*** Dataset Section Begins ***

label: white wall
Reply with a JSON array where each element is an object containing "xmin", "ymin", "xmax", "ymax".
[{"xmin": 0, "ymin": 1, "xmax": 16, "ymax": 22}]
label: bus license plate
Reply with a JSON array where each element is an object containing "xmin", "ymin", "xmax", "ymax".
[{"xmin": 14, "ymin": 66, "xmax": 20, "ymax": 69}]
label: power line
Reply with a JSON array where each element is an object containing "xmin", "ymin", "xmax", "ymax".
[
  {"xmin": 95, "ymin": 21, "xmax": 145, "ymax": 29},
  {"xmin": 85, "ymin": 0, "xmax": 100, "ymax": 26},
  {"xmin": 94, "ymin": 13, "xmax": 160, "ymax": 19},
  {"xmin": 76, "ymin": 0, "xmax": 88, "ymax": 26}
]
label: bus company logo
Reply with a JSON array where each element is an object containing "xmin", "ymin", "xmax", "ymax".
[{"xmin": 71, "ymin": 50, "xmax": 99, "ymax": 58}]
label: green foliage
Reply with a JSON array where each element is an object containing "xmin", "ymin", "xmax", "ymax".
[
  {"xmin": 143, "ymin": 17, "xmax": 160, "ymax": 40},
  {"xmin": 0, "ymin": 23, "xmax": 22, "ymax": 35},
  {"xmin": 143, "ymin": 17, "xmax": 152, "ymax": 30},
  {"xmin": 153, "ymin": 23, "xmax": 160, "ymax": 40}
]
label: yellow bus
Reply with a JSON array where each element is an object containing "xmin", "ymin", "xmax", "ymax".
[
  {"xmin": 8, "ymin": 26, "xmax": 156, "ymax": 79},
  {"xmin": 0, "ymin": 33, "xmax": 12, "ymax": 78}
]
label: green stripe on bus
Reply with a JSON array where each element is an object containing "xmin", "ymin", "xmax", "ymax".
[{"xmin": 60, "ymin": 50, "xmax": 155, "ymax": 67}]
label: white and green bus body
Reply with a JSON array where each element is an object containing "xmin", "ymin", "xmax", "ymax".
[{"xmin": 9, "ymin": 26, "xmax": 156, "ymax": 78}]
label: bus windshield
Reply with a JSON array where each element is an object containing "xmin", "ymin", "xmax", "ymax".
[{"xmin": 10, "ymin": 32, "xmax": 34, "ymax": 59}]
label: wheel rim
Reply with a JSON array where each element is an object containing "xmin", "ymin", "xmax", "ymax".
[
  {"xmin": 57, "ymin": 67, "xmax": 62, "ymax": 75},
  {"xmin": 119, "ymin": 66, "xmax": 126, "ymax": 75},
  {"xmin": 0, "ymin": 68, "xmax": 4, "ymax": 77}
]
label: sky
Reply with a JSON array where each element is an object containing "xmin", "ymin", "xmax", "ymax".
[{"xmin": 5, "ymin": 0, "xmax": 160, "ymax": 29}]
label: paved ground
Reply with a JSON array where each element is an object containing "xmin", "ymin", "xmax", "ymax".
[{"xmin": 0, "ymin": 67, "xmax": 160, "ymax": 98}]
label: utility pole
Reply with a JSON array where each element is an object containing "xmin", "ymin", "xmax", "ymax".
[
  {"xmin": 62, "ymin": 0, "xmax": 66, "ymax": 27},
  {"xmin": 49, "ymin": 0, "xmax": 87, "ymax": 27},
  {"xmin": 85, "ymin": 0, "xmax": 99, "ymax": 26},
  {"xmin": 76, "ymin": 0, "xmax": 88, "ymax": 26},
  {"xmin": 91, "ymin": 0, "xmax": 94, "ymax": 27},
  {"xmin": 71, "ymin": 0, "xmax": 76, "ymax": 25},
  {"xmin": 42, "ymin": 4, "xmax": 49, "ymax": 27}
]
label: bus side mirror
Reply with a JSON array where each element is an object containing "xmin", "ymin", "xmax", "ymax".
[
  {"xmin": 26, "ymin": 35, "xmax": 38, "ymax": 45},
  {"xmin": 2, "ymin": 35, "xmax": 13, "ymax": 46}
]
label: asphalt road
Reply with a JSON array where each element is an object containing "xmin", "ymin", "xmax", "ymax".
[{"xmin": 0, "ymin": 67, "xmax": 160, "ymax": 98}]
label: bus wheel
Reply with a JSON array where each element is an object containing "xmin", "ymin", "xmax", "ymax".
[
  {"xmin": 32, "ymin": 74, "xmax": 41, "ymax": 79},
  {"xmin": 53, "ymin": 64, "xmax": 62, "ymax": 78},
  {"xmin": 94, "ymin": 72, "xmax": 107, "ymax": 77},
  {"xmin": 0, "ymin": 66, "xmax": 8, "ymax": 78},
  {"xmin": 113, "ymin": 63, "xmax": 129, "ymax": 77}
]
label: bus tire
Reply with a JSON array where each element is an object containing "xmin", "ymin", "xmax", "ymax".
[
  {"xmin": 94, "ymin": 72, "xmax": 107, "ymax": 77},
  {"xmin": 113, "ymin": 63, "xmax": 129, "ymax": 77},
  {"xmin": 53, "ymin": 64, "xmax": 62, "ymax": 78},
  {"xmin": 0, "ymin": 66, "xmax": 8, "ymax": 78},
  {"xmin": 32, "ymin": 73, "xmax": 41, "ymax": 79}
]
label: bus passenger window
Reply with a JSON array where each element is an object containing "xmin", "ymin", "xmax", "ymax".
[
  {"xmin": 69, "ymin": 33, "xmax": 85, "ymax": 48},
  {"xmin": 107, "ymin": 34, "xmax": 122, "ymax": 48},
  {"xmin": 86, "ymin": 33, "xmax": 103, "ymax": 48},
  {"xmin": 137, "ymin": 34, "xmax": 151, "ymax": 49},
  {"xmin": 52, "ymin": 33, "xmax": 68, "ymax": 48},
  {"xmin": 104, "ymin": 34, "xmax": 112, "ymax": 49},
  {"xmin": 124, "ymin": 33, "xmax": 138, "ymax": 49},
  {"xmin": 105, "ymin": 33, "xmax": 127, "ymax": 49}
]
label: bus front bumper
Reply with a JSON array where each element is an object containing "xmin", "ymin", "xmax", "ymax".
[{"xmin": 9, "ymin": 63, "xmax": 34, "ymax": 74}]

*** Dataset Section Ends ***

Task description:
Where a line above contains the word "white", show that line.

Response below:
label: white wall
label: white and green bus body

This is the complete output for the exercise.